→ **To do**:
Pull out every line of the records below that contains the word "wave", and copy each of those lines in full. Case counts.

[START OF Extracted records]

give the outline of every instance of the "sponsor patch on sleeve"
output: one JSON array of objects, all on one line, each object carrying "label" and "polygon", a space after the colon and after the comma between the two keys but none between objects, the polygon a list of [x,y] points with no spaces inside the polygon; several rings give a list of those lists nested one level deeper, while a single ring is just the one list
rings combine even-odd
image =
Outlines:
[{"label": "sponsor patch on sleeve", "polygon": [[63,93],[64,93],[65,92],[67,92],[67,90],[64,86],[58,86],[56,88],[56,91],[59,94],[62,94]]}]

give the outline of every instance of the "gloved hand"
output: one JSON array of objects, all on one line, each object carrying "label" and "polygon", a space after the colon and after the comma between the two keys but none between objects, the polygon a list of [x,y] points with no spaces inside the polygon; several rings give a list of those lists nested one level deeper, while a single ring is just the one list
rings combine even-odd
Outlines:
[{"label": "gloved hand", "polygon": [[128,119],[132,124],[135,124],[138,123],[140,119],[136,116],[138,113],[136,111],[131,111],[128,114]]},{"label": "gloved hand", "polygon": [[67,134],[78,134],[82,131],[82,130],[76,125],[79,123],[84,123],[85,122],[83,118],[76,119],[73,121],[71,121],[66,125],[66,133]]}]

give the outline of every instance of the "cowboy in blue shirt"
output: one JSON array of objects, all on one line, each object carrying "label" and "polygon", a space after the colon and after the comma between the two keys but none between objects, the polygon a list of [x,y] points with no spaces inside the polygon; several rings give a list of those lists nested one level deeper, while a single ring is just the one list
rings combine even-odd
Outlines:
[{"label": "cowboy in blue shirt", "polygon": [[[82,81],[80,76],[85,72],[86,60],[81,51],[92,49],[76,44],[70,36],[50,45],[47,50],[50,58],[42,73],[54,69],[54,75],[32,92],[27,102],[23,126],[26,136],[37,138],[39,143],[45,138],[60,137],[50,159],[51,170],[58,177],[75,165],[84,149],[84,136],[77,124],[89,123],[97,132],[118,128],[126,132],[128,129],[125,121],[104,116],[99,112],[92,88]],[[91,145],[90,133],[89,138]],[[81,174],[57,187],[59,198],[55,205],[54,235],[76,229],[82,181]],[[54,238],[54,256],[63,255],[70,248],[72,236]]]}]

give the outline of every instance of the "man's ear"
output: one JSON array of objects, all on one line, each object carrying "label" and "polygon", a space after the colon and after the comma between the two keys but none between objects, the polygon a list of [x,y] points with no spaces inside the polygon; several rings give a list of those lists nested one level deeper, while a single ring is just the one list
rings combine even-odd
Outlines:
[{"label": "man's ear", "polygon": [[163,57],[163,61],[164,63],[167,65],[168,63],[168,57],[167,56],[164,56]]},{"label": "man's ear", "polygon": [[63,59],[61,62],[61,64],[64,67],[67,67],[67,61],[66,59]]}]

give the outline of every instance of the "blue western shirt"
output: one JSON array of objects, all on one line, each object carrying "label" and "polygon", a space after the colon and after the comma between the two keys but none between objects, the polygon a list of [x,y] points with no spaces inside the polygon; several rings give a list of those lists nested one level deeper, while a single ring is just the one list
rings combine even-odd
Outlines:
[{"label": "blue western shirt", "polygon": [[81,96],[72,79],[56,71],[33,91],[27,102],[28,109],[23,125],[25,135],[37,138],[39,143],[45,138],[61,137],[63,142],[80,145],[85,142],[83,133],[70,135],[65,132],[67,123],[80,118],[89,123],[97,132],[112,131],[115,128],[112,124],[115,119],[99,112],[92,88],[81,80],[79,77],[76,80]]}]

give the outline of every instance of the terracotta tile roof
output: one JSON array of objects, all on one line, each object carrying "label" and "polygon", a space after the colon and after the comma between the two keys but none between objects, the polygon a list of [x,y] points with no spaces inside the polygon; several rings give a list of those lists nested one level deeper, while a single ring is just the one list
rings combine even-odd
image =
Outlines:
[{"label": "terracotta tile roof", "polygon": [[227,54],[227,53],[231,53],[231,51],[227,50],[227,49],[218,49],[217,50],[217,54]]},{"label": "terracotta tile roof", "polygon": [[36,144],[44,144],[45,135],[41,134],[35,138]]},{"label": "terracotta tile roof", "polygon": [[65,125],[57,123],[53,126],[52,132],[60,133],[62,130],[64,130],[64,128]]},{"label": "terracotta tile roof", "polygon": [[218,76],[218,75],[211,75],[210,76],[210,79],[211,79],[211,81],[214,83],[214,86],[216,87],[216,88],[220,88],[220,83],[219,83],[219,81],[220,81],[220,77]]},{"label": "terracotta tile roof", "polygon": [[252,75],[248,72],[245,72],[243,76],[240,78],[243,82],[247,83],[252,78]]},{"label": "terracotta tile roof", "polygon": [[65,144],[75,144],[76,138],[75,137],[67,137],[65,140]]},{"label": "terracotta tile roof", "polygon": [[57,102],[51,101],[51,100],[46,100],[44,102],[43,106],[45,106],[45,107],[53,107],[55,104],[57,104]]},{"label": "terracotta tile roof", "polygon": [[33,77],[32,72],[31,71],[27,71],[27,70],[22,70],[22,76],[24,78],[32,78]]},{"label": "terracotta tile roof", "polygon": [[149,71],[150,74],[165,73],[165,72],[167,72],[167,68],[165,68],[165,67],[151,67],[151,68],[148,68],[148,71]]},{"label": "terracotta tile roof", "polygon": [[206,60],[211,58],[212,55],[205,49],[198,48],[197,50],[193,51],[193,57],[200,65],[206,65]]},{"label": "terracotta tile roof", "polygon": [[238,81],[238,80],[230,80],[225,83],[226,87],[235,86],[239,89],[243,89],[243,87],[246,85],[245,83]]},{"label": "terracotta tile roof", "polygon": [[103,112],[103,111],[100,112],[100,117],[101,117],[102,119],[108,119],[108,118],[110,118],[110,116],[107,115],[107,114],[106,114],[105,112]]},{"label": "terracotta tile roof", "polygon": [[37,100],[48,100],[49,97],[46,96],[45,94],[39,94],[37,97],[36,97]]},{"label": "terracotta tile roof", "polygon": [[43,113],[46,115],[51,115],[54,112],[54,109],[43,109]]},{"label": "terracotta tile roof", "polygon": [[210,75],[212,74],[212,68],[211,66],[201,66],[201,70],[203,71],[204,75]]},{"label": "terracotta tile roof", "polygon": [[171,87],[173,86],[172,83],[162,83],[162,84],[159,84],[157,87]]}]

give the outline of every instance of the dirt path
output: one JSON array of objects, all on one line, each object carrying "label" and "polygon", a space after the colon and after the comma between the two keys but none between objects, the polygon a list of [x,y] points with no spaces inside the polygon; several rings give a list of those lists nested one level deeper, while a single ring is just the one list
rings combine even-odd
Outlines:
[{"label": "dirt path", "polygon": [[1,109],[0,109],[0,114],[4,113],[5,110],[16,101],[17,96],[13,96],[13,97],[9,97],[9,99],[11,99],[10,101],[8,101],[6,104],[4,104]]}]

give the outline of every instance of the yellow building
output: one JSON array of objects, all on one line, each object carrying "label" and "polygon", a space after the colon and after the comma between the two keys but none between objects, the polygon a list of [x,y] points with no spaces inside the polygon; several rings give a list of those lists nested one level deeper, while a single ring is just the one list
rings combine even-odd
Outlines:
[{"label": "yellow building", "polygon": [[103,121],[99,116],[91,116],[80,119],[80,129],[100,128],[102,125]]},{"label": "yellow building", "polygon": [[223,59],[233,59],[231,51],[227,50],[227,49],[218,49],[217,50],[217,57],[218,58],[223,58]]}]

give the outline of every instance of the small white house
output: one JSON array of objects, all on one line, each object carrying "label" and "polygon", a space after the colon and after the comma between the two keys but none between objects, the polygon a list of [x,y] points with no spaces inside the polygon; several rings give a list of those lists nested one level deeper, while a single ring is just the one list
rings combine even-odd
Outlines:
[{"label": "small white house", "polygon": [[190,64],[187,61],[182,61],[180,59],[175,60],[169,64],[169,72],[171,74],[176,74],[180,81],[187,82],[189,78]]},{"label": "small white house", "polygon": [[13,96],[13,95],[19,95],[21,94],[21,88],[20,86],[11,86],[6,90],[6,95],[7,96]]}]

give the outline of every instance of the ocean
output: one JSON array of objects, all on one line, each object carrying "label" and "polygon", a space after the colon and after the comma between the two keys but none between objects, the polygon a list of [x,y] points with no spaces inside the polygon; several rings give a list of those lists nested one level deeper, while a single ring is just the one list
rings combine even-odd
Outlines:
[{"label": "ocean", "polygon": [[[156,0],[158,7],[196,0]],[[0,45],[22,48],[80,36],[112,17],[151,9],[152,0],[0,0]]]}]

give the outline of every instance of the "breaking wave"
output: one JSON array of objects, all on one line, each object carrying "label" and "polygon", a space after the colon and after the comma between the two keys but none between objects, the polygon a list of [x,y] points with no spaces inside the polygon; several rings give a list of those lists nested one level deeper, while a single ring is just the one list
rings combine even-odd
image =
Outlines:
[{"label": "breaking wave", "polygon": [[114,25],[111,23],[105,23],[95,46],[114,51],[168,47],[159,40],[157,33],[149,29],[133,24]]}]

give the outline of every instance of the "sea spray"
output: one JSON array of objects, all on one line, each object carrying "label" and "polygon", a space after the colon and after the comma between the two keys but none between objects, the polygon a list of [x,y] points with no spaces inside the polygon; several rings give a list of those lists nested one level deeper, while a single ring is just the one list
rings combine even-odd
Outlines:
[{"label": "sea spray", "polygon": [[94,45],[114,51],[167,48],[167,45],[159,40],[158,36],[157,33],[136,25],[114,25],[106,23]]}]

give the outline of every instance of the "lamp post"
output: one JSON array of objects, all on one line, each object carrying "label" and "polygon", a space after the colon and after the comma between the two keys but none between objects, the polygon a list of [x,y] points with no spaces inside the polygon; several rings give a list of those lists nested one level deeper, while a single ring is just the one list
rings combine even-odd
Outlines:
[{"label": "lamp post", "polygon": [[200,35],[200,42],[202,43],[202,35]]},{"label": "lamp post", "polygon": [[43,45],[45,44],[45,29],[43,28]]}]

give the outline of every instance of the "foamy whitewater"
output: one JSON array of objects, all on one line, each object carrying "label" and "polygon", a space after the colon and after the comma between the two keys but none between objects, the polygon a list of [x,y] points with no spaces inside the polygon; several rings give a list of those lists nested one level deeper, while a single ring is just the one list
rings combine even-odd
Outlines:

[END OF Extracted records]

→ **Finished task**:
give the outline of every instance of the "breaking wave"
[{"label": "breaking wave", "polygon": [[114,25],[111,23],[105,23],[95,46],[114,51],[168,47],[159,40],[157,33],[149,29],[133,24]]}]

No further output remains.